_Task goal:_ Repeat word for word the lines from the one holding "of the grave" through the end, both ends included, and leave out every picture.

Dataset records about object locations:
++++++++++

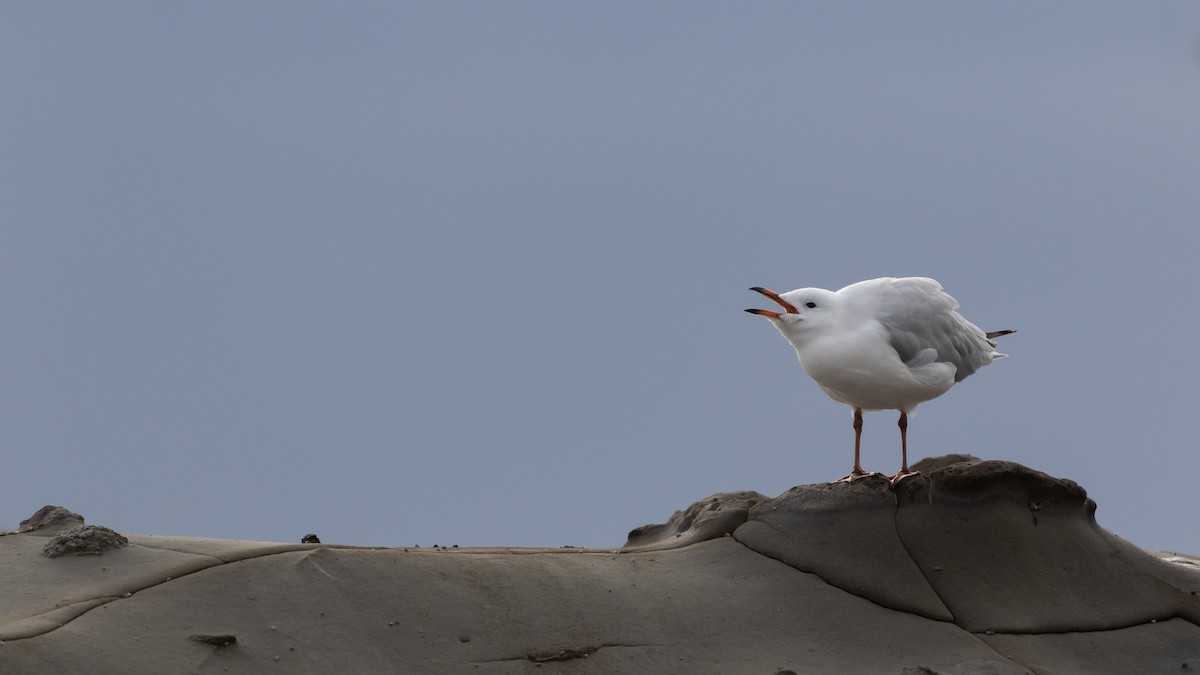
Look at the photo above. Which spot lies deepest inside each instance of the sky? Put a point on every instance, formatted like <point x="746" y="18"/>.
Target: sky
<point x="473" y="273"/>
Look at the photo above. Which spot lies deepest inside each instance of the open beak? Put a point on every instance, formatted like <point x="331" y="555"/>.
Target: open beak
<point x="774" y="297"/>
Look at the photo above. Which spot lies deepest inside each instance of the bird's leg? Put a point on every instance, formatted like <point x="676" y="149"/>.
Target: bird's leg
<point x="858" y="442"/>
<point x="904" y="449"/>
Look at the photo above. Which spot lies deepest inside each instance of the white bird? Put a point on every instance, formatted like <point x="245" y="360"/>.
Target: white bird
<point x="882" y="344"/>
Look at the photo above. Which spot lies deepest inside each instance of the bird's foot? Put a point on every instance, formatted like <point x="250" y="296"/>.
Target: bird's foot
<point x="895" y="479"/>
<point x="855" y="476"/>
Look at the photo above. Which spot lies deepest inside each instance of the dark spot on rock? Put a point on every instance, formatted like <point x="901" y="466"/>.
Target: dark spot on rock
<point x="561" y="653"/>
<point x="222" y="640"/>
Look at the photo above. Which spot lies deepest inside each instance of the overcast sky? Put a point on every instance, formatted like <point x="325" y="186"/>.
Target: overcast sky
<point x="474" y="273"/>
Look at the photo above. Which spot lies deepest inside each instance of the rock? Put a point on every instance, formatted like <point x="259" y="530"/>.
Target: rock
<point x="49" y="520"/>
<point x="975" y="568"/>
<point x="84" y="539"/>
<point x="715" y="515"/>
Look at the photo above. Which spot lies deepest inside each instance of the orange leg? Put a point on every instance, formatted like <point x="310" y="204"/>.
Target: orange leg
<point x="858" y="443"/>
<point x="904" y="449"/>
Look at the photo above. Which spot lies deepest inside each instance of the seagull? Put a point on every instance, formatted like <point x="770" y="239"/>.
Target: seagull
<point x="882" y="344"/>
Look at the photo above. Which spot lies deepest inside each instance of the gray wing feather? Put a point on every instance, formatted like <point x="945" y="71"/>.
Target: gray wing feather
<point x="919" y="316"/>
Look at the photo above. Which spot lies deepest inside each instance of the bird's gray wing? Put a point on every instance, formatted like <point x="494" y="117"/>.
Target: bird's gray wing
<point x="923" y="327"/>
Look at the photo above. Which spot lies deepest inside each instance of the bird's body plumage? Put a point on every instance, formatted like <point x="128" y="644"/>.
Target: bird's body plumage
<point x="882" y="344"/>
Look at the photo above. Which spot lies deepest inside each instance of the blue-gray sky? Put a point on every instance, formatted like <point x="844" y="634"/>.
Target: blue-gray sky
<point x="415" y="273"/>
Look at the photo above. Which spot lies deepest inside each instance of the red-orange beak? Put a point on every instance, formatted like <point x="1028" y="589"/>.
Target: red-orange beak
<point x="774" y="297"/>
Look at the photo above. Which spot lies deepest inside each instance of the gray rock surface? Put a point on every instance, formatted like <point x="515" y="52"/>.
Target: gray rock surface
<point x="977" y="568"/>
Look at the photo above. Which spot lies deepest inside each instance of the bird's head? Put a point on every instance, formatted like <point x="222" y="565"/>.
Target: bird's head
<point x="805" y="311"/>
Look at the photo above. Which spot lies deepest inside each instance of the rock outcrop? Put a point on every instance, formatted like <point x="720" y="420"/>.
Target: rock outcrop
<point x="977" y="567"/>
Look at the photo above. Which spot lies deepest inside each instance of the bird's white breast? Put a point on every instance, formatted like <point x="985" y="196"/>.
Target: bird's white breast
<point x="859" y="368"/>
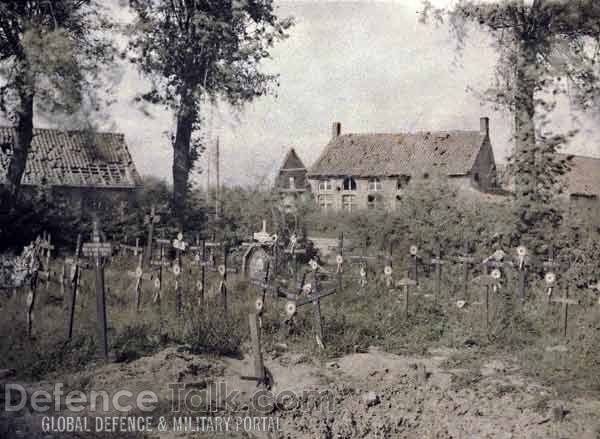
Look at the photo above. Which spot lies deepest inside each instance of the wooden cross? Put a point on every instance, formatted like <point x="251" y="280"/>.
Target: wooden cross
<point x="314" y="297"/>
<point x="467" y="262"/>
<point x="260" y="373"/>
<point x="294" y="251"/>
<point x="522" y="264"/>
<point x="565" y="301"/>
<point x="339" y="271"/>
<point x="414" y="254"/>
<point x="179" y="245"/>
<point x="362" y="261"/>
<point x="200" y="259"/>
<point x="223" y="270"/>
<point x="159" y="265"/>
<point x="32" y="287"/>
<point x="135" y="249"/>
<point x="139" y="275"/>
<point x="260" y="300"/>
<point x="46" y="245"/>
<point x="488" y="280"/>
<point x="74" y="283"/>
<point x="150" y="220"/>
<point x="406" y="283"/>
<point x="550" y="277"/>
<point x="438" y="262"/>
<point x="99" y="251"/>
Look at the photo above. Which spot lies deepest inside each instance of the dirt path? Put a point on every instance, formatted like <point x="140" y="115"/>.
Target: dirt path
<point x="369" y="395"/>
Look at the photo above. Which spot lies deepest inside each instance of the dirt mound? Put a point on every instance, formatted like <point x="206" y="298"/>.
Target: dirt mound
<point x="366" y="395"/>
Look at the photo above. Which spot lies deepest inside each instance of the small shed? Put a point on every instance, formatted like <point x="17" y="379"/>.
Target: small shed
<point x="79" y="167"/>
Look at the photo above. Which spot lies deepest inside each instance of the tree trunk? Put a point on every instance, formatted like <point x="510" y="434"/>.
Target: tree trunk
<point x="182" y="161"/>
<point x="20" y="148"/>
<point x="524" y="155"/>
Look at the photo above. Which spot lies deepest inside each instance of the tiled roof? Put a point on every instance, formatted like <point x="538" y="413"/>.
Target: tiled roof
<point x="363" y="155"/>
<point x="583" y="177"/>
<point x="73" y="158"/>
<point x="292" y="167"/>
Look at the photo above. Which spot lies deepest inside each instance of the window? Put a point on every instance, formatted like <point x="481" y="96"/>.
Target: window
<point x="349" y="184"/>
<point x="374" y="184"/>
<point x="325" y="202"/>
<point x="403" y="181"/>
<point x="374" y="201"/>
<point x="348" y="202"/>
<point x="325" y="185"/>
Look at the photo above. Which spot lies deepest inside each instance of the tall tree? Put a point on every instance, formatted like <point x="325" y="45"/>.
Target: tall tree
<point x="546" y="48"/>
<point x="49" y="55"/>
<point x="198" y="51"/>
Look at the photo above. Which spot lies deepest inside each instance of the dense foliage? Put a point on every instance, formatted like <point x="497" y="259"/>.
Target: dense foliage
<point x="51" y="58"/>
<point x="196" y="52"/>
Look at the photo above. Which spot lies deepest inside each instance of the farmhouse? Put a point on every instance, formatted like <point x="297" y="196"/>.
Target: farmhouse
<point x="82" y="169"/>
<point x="291" y="183"/>
<point x="358" y="171"/>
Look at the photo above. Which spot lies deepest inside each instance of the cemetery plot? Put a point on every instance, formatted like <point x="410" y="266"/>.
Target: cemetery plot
<point x="98" y="252"/>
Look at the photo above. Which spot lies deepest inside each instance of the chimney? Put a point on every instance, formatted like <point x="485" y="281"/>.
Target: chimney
<point x="484" y="126"/>
<point x="336" y="130"/>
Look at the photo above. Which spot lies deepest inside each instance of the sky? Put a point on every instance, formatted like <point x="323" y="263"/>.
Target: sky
<point x="367" y="64"/>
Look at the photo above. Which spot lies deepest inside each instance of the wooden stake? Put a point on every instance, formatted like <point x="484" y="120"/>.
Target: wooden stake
<point x="74" y="281"/>
<point x="406" y="283"/>
<point x="98" y="250"/>
<point x="438" y="262"/>
<point x="31" y="296"/>
<point x="150" y="220"/>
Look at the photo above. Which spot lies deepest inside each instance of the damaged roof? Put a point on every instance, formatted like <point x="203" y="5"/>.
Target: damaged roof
<point x="364" y="155"/>
<point x="73" y="158"/>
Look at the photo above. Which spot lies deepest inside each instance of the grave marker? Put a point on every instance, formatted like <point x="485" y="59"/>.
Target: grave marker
<point x="260" y="300"/>
<point x="339" y="259"/>
<point x="522" y="265"/>
<point x="565" y="301"/>
<point x="362" y="261"/>
<point x="260" y="374"/>
<point x="179" y="245"/>
<point x="150" y="220"/>
<point x="98" y="251"/>
<point x="467" y="260"/>
<point x="313" y="296"/>
<point x="414" y="254"/>
<point x="160" y="264"/>
<point x="200" y="260"/>
<point x="74" y="283"/>
<point x="294" y="251"/>
<point x="488" y="280"/>
<point x="406" y="283"/>
<point x="139" y="275"/>
<point x="47" y="247"/>
<point x="438" y="262"/>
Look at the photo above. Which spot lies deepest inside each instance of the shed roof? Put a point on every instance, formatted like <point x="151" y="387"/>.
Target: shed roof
<point x="73" y="158"/>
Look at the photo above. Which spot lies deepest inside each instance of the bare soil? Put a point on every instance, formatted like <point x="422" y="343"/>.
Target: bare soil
<point x="372" y="395"/>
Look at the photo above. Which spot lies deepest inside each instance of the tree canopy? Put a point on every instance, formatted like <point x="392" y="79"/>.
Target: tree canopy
<point x="546" y="48"/>
<point x="50" y="57"/>
<point x="198" y="51"/>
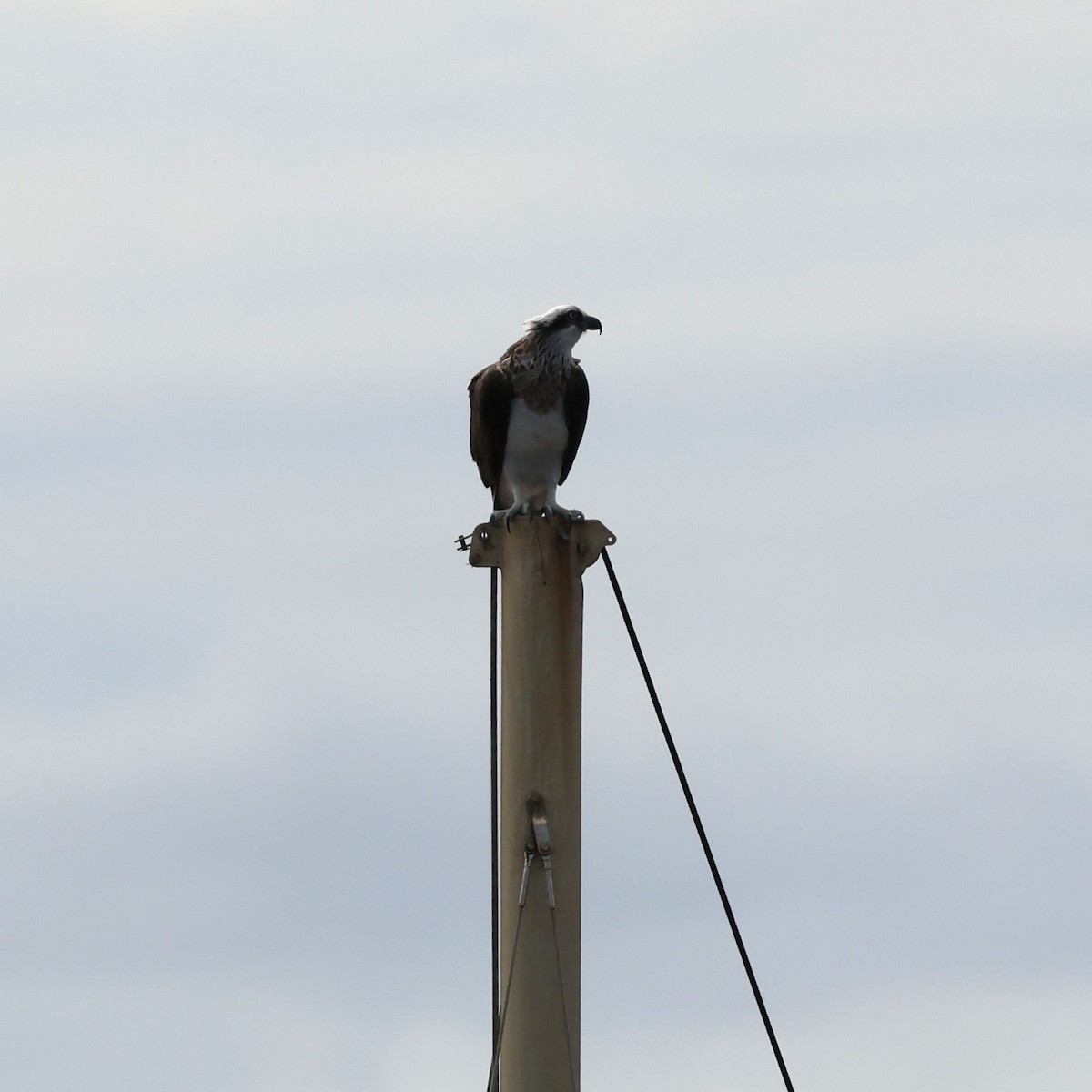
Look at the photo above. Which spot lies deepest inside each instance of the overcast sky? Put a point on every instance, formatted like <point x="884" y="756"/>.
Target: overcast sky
<point x="250" y="255"/>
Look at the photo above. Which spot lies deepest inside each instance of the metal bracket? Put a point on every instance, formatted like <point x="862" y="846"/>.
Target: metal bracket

++++++++++

_The result:_
Look at the photo above. Which spot lies deepest inside each instance of the grave marker? Put a point on every instance, formatted like <point x="485" y="59"/>.
Target: grave marker
<point x="260" y="300"/>
<point x="339" y="259"/>
<point x="522" y="265"/>
<point x="565" y="301"/>
<point x="362" y="261"/>
<point x="260" y="374"/>
<point x="179" y="245"/>
<point x="150" y="220"/>
<point x="98" y="251"/>
<point x="467" y="260"/>
<point x="313" y="296"/>
<point x="414" y="254"/>
<point x="160" y="264"/>
<point x="200" y="260"/>
<point x="74" y="283"/>
<point x="294" y="251"/>
<point x="488" y="280"/>
<point x="406" y="283"/>
<point x="139" y="275"/>
<point x="47" y="247"/>
<point x="438" y="262"/>
Look at the photo above. Which spot lies deepest inside each instance of the shed roof? Put a point on every instance, formatted like <point x="151" y="387"/>.
Target: shed roof
<point x="73" y="158"/>
Look at the photo above. Which spot lies deepest inside each instance of the bare soil? Put a point on every instance, formatted like <point x="422" y="343"/>.
Target: bare soil
<point x="372" y="395"/>
Look at the photo above. Which spot lies deepest inside each instance of the tree canopy? Put a point on every instance, formatted like <point x="392" y="79"/>.
Target: tree canopy
<point x="546" y="48"/>
<point x="50" y="57"/>
<point x="198" y="51"/>
Look at the photo above. Which spot lies deepest inside each instance of the overcast sky? Put a point on every instance, formatted like <point x="884" y="756"/>.
Target: overcast sky
<point x="250" y="255"/>
Look at the photo above. Which spot lies deepest inside each instance of the metal bracket? Put a point on every instance, formatted like <point x="862" y="846"/>.
Target: metal bracket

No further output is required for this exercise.